State how many lines of the records contain the word "floor", treating uppercase and lowercase as different, and give only that number.

(begin)

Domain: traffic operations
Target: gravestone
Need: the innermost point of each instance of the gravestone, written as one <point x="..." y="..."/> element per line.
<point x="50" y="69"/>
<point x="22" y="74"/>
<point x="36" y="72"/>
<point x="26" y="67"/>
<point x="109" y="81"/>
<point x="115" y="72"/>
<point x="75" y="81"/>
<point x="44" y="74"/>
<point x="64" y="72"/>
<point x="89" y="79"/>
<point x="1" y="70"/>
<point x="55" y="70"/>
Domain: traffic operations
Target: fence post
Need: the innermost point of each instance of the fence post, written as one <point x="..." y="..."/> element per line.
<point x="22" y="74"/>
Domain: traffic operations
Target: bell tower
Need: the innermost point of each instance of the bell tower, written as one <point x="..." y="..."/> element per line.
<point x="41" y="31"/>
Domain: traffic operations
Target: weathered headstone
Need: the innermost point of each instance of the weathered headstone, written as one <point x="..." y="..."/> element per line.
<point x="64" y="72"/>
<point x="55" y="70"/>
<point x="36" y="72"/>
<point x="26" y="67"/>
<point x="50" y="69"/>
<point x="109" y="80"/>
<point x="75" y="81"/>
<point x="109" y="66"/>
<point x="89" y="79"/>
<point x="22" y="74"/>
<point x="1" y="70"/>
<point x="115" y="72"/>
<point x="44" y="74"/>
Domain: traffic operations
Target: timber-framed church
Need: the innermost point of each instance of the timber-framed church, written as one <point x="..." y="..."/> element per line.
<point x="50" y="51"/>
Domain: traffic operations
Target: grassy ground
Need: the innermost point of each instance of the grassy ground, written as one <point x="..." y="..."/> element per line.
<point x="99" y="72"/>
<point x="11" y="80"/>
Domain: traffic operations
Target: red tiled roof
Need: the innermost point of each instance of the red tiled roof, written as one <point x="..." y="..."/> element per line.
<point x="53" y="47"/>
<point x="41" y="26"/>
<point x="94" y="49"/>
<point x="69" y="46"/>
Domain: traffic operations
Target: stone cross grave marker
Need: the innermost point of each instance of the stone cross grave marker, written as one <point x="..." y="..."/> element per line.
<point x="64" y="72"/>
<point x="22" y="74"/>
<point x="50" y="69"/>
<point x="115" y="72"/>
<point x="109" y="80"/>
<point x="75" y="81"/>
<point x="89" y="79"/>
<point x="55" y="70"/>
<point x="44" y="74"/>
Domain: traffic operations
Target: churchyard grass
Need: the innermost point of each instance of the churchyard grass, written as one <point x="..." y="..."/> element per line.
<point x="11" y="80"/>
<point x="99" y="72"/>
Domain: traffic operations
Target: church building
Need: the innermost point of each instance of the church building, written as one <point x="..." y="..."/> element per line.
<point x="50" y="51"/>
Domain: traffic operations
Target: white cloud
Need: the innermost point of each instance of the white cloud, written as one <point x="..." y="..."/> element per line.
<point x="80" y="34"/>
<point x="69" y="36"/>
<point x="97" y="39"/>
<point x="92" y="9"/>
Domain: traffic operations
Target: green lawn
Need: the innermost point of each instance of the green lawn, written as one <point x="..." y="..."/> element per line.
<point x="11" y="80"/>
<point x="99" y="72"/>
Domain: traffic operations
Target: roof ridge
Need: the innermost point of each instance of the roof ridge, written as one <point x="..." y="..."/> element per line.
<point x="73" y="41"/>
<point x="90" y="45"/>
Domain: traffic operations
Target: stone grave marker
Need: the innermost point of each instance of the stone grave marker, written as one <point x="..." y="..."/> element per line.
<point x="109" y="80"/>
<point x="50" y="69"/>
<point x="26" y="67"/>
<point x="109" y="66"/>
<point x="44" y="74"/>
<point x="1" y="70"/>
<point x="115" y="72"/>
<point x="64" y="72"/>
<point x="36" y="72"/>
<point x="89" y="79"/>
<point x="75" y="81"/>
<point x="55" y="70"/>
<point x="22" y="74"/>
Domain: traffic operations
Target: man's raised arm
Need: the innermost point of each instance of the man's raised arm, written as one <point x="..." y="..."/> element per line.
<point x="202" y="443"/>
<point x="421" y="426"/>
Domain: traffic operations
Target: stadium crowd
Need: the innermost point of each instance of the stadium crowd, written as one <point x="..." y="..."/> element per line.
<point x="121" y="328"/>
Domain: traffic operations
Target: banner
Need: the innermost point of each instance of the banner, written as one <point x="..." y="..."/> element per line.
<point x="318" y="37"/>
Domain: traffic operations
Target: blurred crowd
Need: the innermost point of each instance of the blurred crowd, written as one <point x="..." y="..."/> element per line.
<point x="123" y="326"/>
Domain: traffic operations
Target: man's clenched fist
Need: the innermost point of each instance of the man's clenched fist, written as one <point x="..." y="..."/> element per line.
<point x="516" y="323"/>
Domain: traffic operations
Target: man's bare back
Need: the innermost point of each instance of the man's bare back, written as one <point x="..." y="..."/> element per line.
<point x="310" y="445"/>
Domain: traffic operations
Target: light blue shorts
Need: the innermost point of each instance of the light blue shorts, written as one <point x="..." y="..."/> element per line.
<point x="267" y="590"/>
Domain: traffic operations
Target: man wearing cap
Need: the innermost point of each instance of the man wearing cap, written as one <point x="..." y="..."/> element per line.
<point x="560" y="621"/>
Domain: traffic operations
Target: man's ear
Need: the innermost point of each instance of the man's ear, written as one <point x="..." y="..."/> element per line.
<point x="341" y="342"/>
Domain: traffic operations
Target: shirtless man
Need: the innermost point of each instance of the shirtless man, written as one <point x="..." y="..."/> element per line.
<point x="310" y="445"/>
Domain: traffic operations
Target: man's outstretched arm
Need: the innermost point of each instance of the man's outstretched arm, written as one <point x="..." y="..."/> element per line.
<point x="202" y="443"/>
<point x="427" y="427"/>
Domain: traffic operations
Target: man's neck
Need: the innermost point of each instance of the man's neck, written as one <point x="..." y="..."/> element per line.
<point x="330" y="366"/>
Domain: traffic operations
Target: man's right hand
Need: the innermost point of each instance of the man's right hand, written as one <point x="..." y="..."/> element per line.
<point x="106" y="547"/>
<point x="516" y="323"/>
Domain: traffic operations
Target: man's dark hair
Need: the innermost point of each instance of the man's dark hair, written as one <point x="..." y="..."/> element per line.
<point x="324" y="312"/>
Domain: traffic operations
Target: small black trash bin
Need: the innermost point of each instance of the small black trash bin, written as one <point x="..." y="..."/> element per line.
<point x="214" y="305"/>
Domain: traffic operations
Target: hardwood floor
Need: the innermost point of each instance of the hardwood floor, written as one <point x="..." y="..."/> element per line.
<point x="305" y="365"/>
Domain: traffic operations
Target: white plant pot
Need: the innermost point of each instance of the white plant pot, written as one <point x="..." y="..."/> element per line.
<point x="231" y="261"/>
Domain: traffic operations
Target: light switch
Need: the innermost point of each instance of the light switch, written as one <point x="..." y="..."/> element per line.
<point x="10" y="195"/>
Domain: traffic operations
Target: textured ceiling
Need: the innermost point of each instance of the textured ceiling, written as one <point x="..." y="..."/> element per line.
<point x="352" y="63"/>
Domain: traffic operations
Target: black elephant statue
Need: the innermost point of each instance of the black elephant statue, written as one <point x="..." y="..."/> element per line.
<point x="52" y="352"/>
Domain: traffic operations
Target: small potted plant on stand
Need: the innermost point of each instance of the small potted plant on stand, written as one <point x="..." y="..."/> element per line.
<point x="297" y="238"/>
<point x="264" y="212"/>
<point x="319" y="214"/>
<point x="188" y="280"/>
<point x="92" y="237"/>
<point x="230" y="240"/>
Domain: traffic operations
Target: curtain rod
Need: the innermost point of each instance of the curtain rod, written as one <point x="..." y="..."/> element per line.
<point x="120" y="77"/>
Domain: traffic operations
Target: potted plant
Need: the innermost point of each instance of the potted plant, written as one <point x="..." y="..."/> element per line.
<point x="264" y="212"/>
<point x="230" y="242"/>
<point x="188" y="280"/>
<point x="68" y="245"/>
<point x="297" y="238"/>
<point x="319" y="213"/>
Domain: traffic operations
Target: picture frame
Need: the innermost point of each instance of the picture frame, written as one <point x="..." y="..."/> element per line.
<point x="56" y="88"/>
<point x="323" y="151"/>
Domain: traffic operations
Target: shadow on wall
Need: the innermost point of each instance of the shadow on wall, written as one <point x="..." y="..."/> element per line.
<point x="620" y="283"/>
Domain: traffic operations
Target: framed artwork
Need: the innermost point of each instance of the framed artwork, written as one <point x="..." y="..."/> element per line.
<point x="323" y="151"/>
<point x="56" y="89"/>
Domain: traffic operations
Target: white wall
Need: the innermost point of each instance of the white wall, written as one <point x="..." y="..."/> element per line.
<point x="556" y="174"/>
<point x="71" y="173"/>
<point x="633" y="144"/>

(end)

**ANSWER TO THIS TASK**
2